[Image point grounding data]
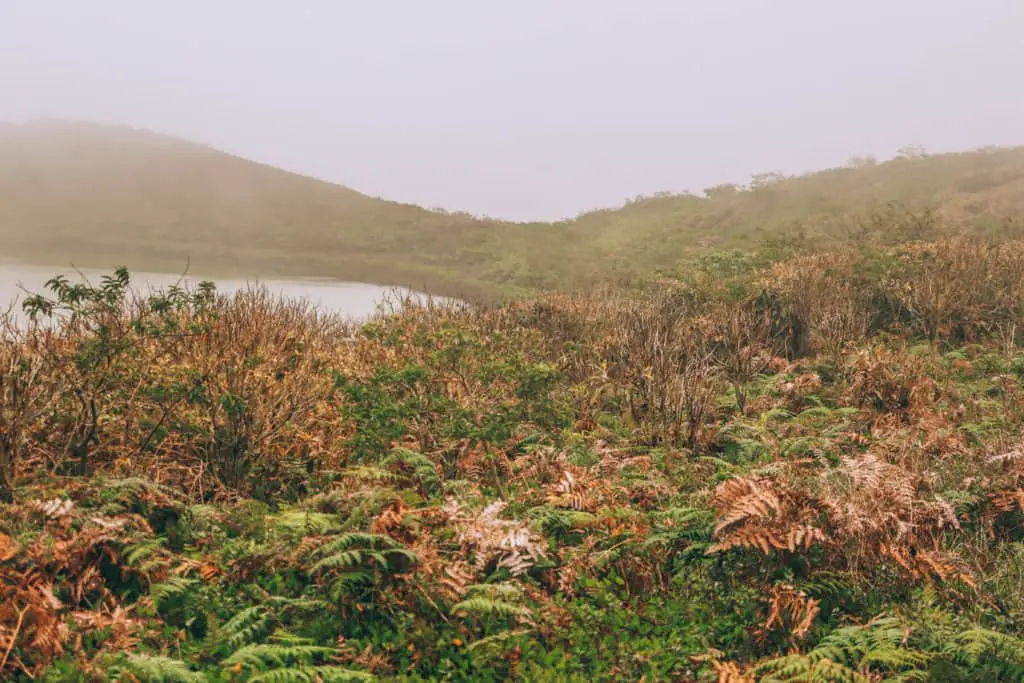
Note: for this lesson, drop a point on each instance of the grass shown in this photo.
(800, 468)
(99, 196)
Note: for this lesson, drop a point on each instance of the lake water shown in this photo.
(354, 300)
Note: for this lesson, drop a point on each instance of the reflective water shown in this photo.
(355, 300)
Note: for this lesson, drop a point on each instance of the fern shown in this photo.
(305, 522)
(982, 647)
(263, 656)
(312, 675)
(358, 550)
(424, 471)
(491, 600)
(171, 588)
(152, 669)
(143, 555)
(556, 521)
(244, 628)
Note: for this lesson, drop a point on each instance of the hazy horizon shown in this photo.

(The problem)
Leave out the images and repeat the rest of the data word for word.

(Answer section)
Note: for this lesson, drop a point on each instance of the grass shown in this photo.
(800, 468)
(99, 196)
Note: for this lesson, drop a point on each instance of the lake water shown in this photo.
(354, 300)
Note: for this lesson, drop a point on each instance of the reflective water shown in this photo.
(355, 300)
Note: for this lesson, drop a point on each instance of the fern shown in this photo.
(305, 522)
(982, 647)
(263, 656)
(312, 675)
(358, 550)
(424, 471)
(491, 600)
(171, 588)
(152, 669)
(143, 555)
(556, 521)
(244, 628)
Note: for this lesson, drop a point on each instance of the hazy horizon shown in this photo.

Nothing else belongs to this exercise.